→ Task statement
The whole listing is to be reproduced exactly as given.

→ Stored data

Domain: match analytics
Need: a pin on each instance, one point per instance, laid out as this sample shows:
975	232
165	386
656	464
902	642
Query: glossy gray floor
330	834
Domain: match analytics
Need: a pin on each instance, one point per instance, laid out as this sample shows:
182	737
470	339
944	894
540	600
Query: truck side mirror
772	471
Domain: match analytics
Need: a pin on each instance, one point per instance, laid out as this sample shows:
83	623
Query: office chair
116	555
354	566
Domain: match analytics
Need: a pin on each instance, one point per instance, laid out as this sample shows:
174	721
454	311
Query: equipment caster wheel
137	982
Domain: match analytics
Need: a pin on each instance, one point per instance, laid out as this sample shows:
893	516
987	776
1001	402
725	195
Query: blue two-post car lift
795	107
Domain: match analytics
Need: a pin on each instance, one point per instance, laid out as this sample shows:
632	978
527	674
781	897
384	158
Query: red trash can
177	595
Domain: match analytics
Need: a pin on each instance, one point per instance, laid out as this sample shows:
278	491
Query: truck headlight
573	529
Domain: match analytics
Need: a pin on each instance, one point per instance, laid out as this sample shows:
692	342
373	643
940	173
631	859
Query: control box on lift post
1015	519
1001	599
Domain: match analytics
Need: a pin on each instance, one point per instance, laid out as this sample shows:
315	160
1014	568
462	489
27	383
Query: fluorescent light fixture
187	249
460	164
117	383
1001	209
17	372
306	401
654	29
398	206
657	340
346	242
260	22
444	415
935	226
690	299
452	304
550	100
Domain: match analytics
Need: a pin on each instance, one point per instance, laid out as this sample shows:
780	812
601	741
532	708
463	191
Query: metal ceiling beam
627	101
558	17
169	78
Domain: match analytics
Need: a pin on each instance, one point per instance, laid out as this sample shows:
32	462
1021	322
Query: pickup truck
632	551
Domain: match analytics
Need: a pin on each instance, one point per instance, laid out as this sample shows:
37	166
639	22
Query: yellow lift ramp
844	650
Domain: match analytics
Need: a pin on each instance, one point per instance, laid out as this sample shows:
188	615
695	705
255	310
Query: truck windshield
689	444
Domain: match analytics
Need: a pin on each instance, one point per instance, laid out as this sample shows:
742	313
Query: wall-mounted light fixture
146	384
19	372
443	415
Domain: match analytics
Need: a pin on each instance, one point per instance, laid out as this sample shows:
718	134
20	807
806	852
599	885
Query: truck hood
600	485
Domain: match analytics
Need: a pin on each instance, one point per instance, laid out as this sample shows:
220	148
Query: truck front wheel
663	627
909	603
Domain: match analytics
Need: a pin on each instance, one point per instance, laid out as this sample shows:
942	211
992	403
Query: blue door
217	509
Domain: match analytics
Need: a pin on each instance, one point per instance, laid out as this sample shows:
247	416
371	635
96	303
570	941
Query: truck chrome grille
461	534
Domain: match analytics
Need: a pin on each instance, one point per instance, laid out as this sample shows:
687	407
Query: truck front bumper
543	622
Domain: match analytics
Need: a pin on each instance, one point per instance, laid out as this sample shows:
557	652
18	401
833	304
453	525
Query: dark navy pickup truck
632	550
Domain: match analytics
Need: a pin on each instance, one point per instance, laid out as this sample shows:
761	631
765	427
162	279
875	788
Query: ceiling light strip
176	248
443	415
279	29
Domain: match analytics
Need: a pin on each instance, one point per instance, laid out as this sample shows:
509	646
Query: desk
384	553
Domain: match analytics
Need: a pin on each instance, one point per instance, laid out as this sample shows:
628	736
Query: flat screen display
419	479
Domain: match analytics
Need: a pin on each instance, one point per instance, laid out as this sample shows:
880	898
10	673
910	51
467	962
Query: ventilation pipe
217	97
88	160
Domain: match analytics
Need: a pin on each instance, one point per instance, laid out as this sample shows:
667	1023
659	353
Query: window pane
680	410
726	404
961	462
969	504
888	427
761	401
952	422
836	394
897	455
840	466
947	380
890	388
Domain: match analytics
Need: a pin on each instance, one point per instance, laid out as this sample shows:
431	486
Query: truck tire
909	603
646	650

→ Result for this exercise
Domain: match analytics
Need: a pin on each instance, one point per instance, laid out as this sample shows:
975	232
165	386
656	464
902	642
Query: glossy gray floor
330	834
Domain: match analytics
Need: a pin on each instance, one point per instance, laid out as this sample shows:
182	737
470	339
944	894
540	600
Query: truck side mirror
772	471
Domain: match analytics
Need: a pin on each instance, one point per instance, laid out as this sample shows:
83	623
Query: office chair
116	555
354	566
Domain: match analytics
Need: a pin on each instance, one point per instance, laid out as this sample shows:
174	721
454	311
Query: equipment caster wheel
137	982
Domain: match analytics
Need: a pin on each instance, one point per instance, laid out as this sample shows:
893	516
987	776
1001	402
725	195
Query: blue two-post car lift
795	107
Domain: match analytics
Need: a pin on each instance, one point per instance, laid out as this sample shows:
632	978
527	674
781	897
384	158
Query: red trash can
177	595
Domain: match analytics
Need: a pin on each instance, one point per instance, laid out as this sample shows:
278	491
Query: truck headlight
573	529
Domain: match analytics
Need: a pin on each instance, one point per instance, laid out as this sample shows:
692	342
373	643
940	173
631	859
Query: control box on lift post
1015	519
1001	599
Domain: match analytics
Need: a pin on each instance, one point per instance, laid out as this sample shows:
315	160
1014	568
462	489
27	383
Query: fluorescent light fixture
187	249
460	164
117	383
1001	209
17	372
306	401
654	29
398	206
657	340
346	242
260	22
444	415
935	226
690	299
452	304
550	100
Domain: match analytics
Need: a pin on each instance, one point per instance, laid out as this sample shows:
780	812
601	741
532	708
463	191
Query: metal ceiling beam
627	101
558	17
169	78
Domain: match analytics
Need: a pin on each instance, one point per instance, laid out as this sample shows:
32	462
1021	322
Query: pickup truck
632	551
Domain: match analytics
Need: a pin on each instance, one point per instance, laid out as this sample shows:
37	166
639	22
Query: yellow lift ramp
844	650
Domain: match analytics
Need: a pin on each instance, one point per instance, laid out as this sample shows:
188	615
695	705
255	310
Query: truck windshield
689	444
Domain: match analytics
Need: a pin on each instance, one point per instance, laid out as this sample shows:
742	313
Query: wall-mounted light fixture
146	384
19	372
443	415
Domain: match analytics
Need: a pin on each instance, one point per instance, laid out as this sample shows:
718	134
20	807
806	852
599	885
Query: truck hood
600	485
Domain: match analytics
Need: a pin on each instance, one point per instance, laid out as this sample shows:
220	148
Query: truck front wheel
663	627
909	603
Domain: match analytics
Need: a pin on each instance, one point per instance, laid out as this sample shows:
942	211
992	403
Query: blue door
217	509
Domain: match analytics
Need: a pin on each instance, one point per instance, laid out as this sample shows:
247	416
371	635
96	303
570	941
Query: truck chrome grille
461	534
Domain: match analytics
Need: a pin on each instance, one point per instance, laid out as this sample shows:
687	407
Query: truck front bumper
543	622
Domain: match analytics
Need: a pin on each instance, one point per instance, laid out as this sample shows:
557	652
18	401
833	304
453	525
Query: dark navy pickup truck
632	550
Domain: match analytics
Need: a pin on each instance, one point per instance, laid out as this sample shows:
761	631
765	427
162	279
875	788
Query: ceiling light strip
176	248
443	415
279	29
Domain: match analytics
Need: a pin on each instance, one point per instance, laid out as this sample shows:
509	646
Query: desk
384	553
Domain: match analytics
Need: a pin on each instance, one point per instance, laid out as this sample shows:
628	736
Query: flat screen display
419	479
Domain: match analytics
Need: a pin on each instance, one point per instance, laid out as this sample shows:
880	898
10	673
910	51
467	962
Query: ventilation pipe
217	97
88	160
Domain: match analytics
Need: a pin on each instance, one point per instance, laid out as this sample shows:
667	1023
659	353
Query: window pane
680	410
726	404
961	462
969	504
888	427
761	401
952	422
836	394
897	455
840	466
947	380
890	388
Domain: match analytics
Need: a pin on each instance, one point per instance, laid out as this sample shows:
431	486
Query: truck tire
909	603
646	650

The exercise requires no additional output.